+++ Excerpted text
Forget recycling; economist Gernot Wagner says policy change is the way to a better environment
About Gernot Wagner
Gernot Wagner is an economist at the Environmental Defense Fund, where he works on market-based solutions to a wide range of environmental problems. He teaches energy economics as adjunct faculty at Columbia’s School of International and Public Affairs.
Wagner is the author of But will the planet notice? How Smart Economics Can Save the World published by Hill & Wang/Farrar Strauss & Giroux. In this book, he argues that we are past the turning point where individual choices (reusable grocery bags or hybrid cars) will be enough the save the planet. We need to change the rules of the game to harness the choices of billions of people by changing the economic incentives. He shows that the solution to climate instability can only be driven by guiding society as a whole through market forces in the U.S. and around the world—by designing triple bottom line into core strategic thinking. With the appropriate regulatory guidance, Wagner argues that by putting the right incentives in place, the markets can shift triple bottom line practices into the policies and processes of organizations.
Wagner served on the editorial board of the Financial Times as a Peter Martin Fellow, where he covered economics, energy, and the environment.He worked for the Boston Consulting Group advising clients on clean technology and carbon market strategies.
Wagner holds a bachelor’s in environmental science and a master’s and Ph.D. in political economy and government from Harvard, as well as a master’s in economics from Stanford. He lives in New York with his wife, Siripanth Nippita, an obstetrician and gynecologist at Columbia Presbyterian Hospital, and their son, Annan.
++++++
**Required action A:** In the Gernot Wagner profile, turn the paragraph beginning "Wagner holds a bachelor’s" into a short bulleted list that keeps its main facts.
**Required action B:** Copy the Gernot Wagner profile word for word from "Wagner is the" to "processes of organizations.".
+++ Data for analysis
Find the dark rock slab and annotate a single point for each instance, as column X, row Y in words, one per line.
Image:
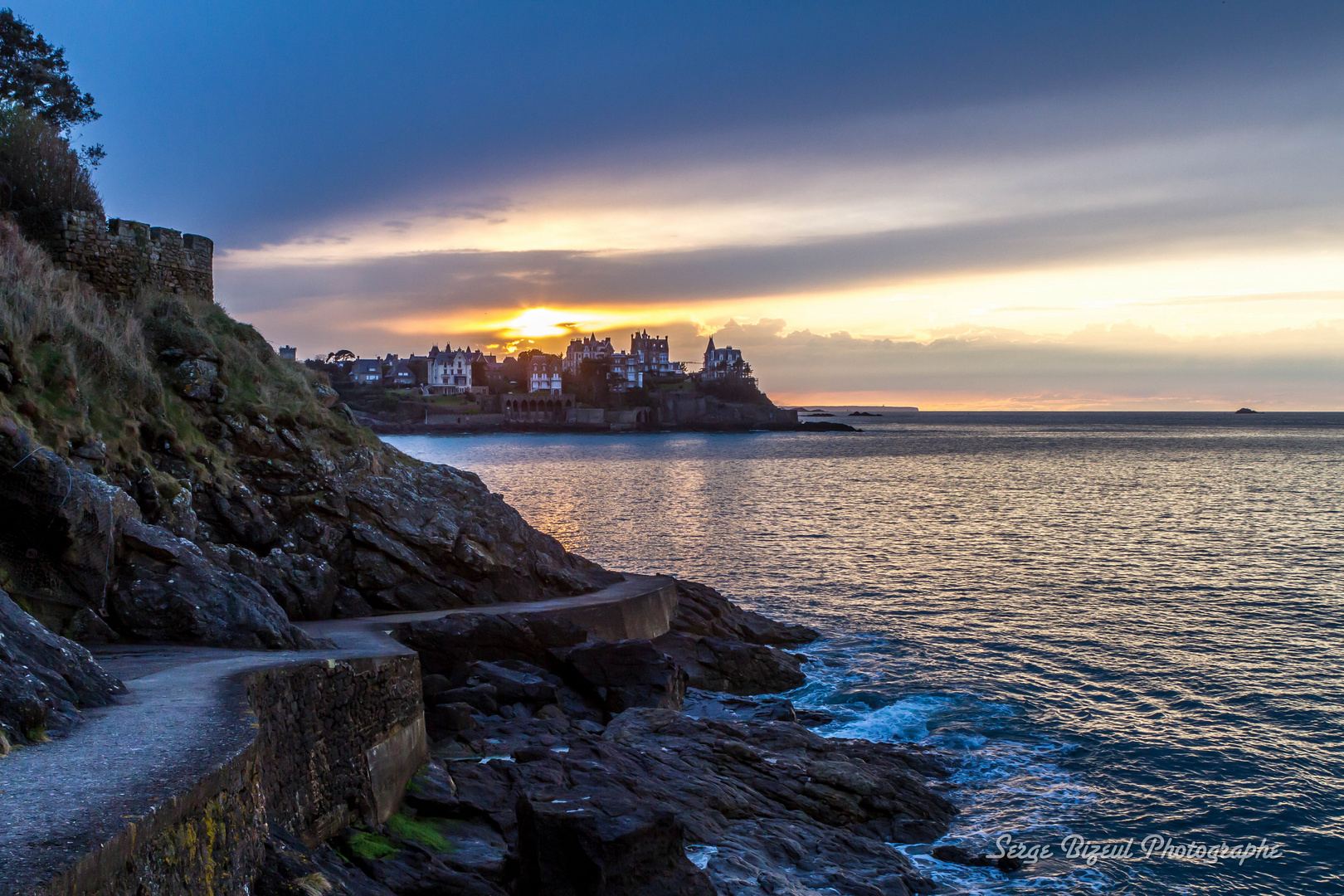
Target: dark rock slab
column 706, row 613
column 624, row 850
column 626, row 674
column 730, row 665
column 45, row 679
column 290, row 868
++++++
+++ Data for analysis
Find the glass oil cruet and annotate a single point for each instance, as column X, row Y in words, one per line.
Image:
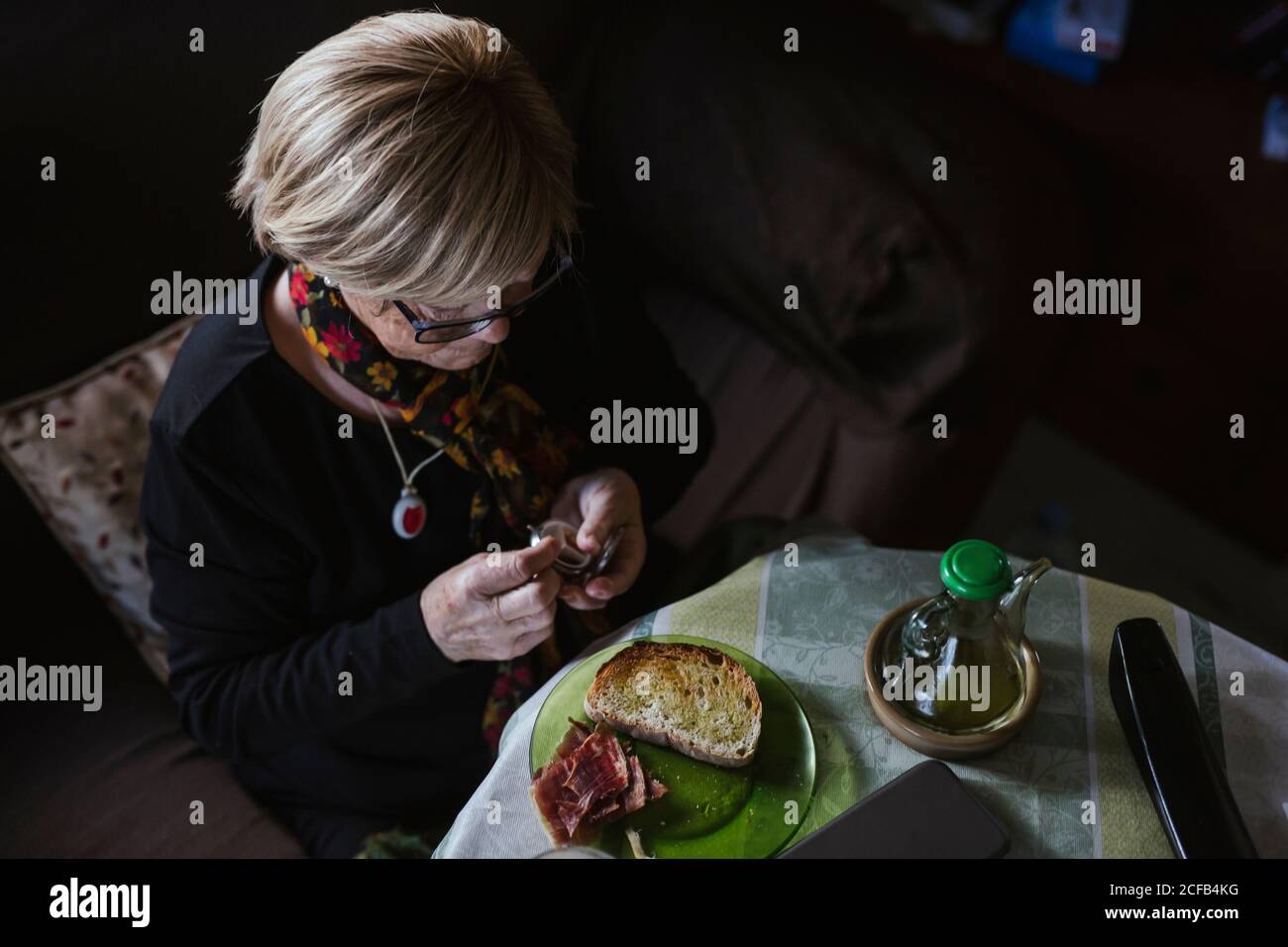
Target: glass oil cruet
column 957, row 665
++++++
+++ Data for analysis
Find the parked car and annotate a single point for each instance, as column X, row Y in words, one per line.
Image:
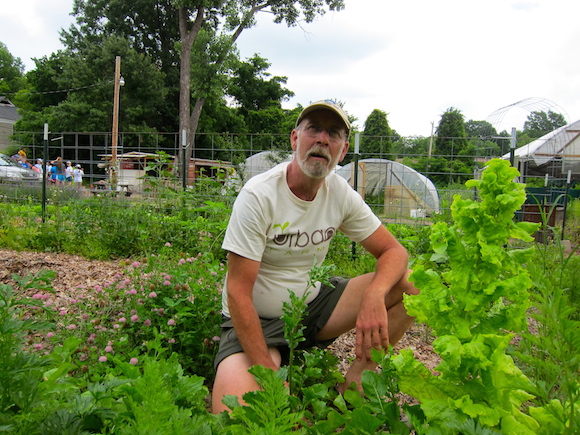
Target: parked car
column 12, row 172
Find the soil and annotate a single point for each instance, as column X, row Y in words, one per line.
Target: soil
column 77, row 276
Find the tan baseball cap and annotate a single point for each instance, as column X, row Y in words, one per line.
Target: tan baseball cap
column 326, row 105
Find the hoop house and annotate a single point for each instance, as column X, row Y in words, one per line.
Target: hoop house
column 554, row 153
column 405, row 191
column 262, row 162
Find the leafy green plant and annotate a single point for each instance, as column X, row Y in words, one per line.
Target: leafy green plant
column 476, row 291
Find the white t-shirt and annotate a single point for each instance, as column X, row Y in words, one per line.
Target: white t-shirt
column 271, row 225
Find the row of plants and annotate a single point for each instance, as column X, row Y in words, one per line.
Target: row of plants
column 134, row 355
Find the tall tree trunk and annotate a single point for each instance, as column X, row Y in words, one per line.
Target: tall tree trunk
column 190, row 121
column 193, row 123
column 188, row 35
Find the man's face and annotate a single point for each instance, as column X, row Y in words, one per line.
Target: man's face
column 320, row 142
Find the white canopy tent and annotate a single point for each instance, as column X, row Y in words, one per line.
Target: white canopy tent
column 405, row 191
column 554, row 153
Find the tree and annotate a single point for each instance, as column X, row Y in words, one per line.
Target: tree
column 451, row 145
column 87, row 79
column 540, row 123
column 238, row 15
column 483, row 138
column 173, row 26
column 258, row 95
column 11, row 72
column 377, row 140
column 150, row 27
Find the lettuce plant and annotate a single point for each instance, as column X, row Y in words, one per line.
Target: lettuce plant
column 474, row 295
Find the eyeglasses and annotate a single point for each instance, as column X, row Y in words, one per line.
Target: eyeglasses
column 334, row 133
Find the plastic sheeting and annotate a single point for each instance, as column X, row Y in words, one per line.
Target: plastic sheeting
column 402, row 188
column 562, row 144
++++++
**Written response A:**
- Harvard: bachelor’s in environmental science; master’s and Ph.D. in political economy and government
- Stanford: master’s in economics
- Lives in New York with his wife, Siripanth Nippita, an obstetrician and gynecologist at Columbia Presbyterian Hospital, and their son, Annan

**Written response B:**
Wagner is the author of But will the planet notice? How Smart Economics Can Save the World published by Hill & Wang/Farrar Strauss & Giroux. In this book, he argues that we are past the turning point where individual choices (reusable grocery bags or hybrid cars) will be enough the save the planet. We need to change the rules of the game to harness the choices of billions of people by changing the economic incentives. He shows that the solution to climate instability can only be driven by guiding society as a whole through market forces in the U.S. and around the world—by designing triple bottom line into core strategic thinking. With the appropriate regulatory guidance, Wagner argues that by putting the right incentives in place, the markets can shift triple bottom line practices into the policies and processes of organizations.